Selected excerpt:
__________
These inventories would need to be updated periodically as new scientific
knowledge about climate change becomes available. This would be a
relatively low-cost activity because a large portion of the necessary
information and tools [e.g., geographic information systems (GIS)] is
likely to be available. The inventorying process itself should also help
identify with greater precision the data needed from climate scientists on
transportation-relevant climate changes.
DECISION FRAMEWORK
Transportation decision makers have an opportunity now to prepare for
projected climate changes.
Finding: Public authorities and officials at various governmental
levels and executives of private companies are continually making
short- and long-term investment decisions that have implications
for how the transportation system will respond to climate change
in the near and long terms.
Recommendation 2: State and local governments and private
infrastructure providers should incorporate climate change
into their long-term capital improvement plans, facility
designs, maintenance practices, operations, and emergency
response plans.
__________
Supplied material:

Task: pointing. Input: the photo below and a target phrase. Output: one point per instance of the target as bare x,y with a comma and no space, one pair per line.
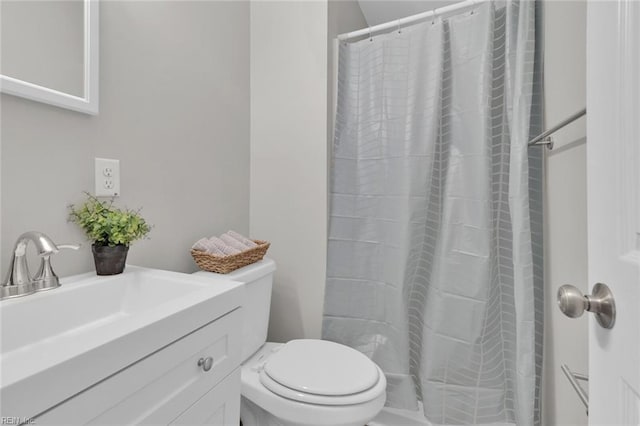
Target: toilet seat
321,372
__________
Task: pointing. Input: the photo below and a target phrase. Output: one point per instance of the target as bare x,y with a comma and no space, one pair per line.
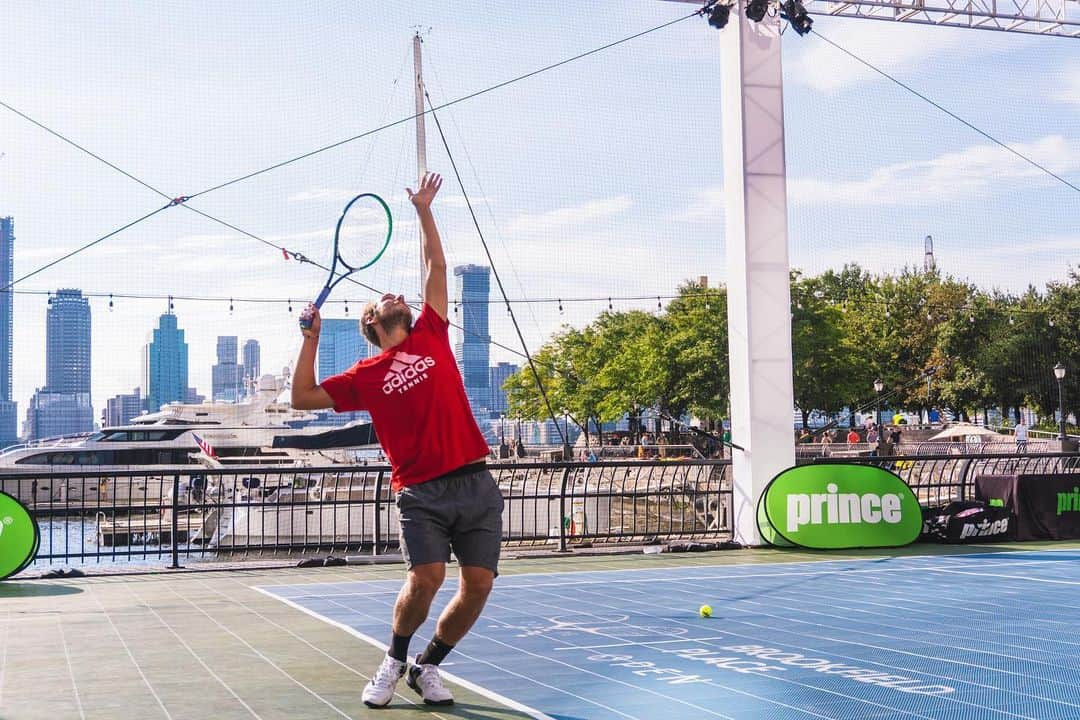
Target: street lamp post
__________
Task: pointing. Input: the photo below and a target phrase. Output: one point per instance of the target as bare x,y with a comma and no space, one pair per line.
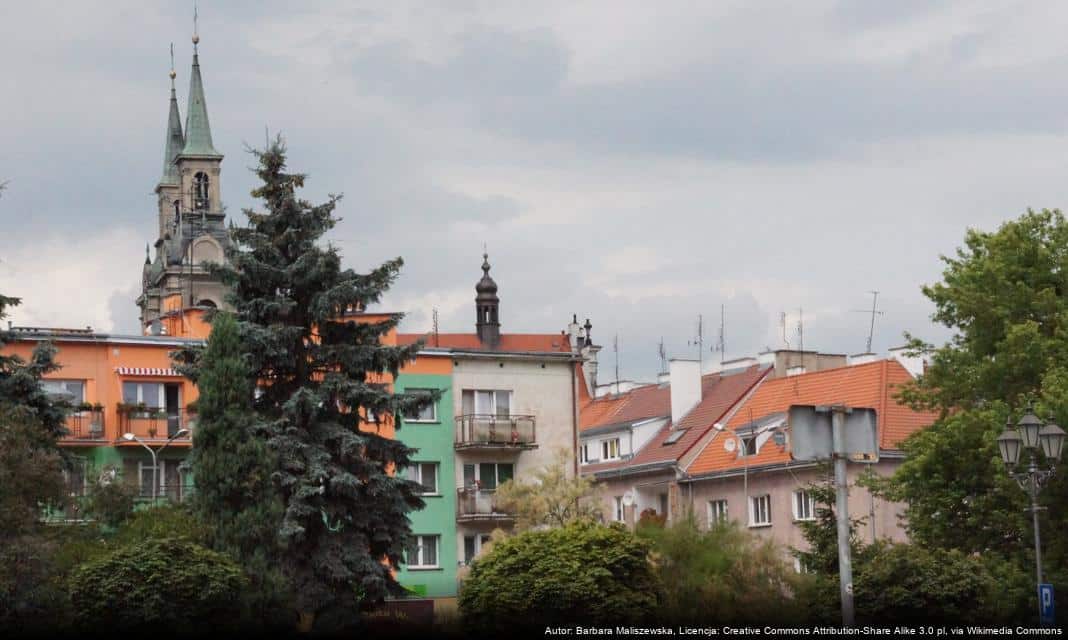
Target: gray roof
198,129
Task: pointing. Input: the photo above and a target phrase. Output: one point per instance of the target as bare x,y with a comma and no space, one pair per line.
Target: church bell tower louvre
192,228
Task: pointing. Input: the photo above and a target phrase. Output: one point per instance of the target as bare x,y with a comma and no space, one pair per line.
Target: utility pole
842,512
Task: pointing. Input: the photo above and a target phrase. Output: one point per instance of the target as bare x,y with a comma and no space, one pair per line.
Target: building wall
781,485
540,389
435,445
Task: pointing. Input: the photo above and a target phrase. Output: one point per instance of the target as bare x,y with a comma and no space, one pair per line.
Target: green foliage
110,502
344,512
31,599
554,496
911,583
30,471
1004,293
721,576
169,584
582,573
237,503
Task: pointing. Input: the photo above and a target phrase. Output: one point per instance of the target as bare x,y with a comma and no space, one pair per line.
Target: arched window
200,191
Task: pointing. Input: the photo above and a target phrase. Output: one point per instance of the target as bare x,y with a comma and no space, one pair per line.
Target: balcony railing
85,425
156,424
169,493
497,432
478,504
__________
Prompt 1: In the passage on transportation and climate change, why would periodically updating the inventories be a relatively low-cost activity?
Prompt 2: According to the passage on transportation and climate change, what should the inventorying process help identify with greater precision?

Task solution 1: Updating the inventories would be relatively low-cost because a large portion of the necessary information and tools, such as geographic information systems (GIS), is likely to be available already.

Task solution 2: It should help identify the data needed from climate scientists on transportation-relevant climate changes.